▶ _What to work on_:
- a) In two sentences, summarize the passage below on Tomas Tranströmer.
- b) Decide whether each statement agrees with the passage below on Tomas Tranströmer. Answer yes or no, and quote the words from the passage that settle it.
(i) Tranströmer's parents divorced when he was three.
(ii) The stroke in 1990 ended his writing career.
(iii) In 1965 the family moved to Linköping.
- c) Answer these questions from the passage below on Tomas Tranströmer.
(i) What did Monica bring the waiting reporters and photographers?
(ii) Into how many languages was Tranströmer's poetry translated?
(iii) What work did Tranströmer's grandfather do?

▶ _Page extract_:
Segment Open

Robin Robertson

Every October, for decades, a group of reporters and photographers from all over the world has gathered in the stairwell of an apartment house in Stockholm, waiting to hear if the poet upstairs has finally won the Nobel Prize in Literature. The poet’s wife, Monica, would bring them tea and biscuits while they stood around—but they would always leave, around lunchtime, as the news came in that the prize had gone to someone else. Annually, the name of Tomas Tranströmer came up, and with every year one felt a growing sense that he would never receive this highest literary honor from his own country.

Now eighty, Tomas Tranströmer, who won the prize this year, is not only Scandinavia’s greatest living poet, but also widely regarded as one of our most important contemporary international writers. Born in April 1931, an only child, his parents divorced when he was three years old and he was brought up by his mother within the educated working class of Stockholm: a Social Democratic system infused with the traditional Lutheran ethics of moral compassion and generosity. He took up a career in psychology, working in a young offenders’ institute in Linköping. In 1965 he moved with his wife and their daughters, Paula and Emma, to Västerås, a small town west of Stockholm, where he continued his work with juvenile delinquents, convicts, drug addicts, and the physically handicapped.

It was during this time that his poetry began to reach its full maturity and an international audience. It was translated into over sixty languages and brought him a host of awards. In 1990, however, his life was changed irrevocably by a serious stroke. While his disability did not end his writing career, it did impair his ability to communicate, and the Tranströmers now live quietly in the Södermalm district of Stockholm—near where Tomas lived as a young boy, and overlooking the sea-lanes where his grandfather worked as a pilot, guiding ships through the Stockholm archipelago—and in their cottage on the island of Runmarö, where Tomas spent his childhood summers.

Segment Closed

▶ _The data_:

Segment Open

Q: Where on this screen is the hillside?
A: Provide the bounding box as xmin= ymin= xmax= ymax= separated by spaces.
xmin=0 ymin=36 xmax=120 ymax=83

Segment Closed

▶ _Expected results_:
- a) For decades, reporters gathered each October at the Stockholm apartment house of the poet Tomas Tranströmer to learn whether he had won the Nobel Prize in Literature, and this year he won it. Born in 1931 and raised by his mother in Stockholm, he worked in psychology with young offenders and others, saw his poetry translated into over sixty languages, and, after a serious stroke in 1990 impaired his ability to communicate, now lives quietly in Stockholm's Södermalm district and in a cottage on the island of Runmarö.

- b)
(i) Yes: "his parents divorced when he was three years old"
(ii) No: "While his disability did not end his writing career"
(iii) No: "In 1965 he moved with his wife and their daughters, Paula and Emma, to Västerås"

- c)
(i) Tea and biscuits.
(ii) Over sixty.
(iii) He worked as a pilot, guiding ships through the Stockholm archipelago.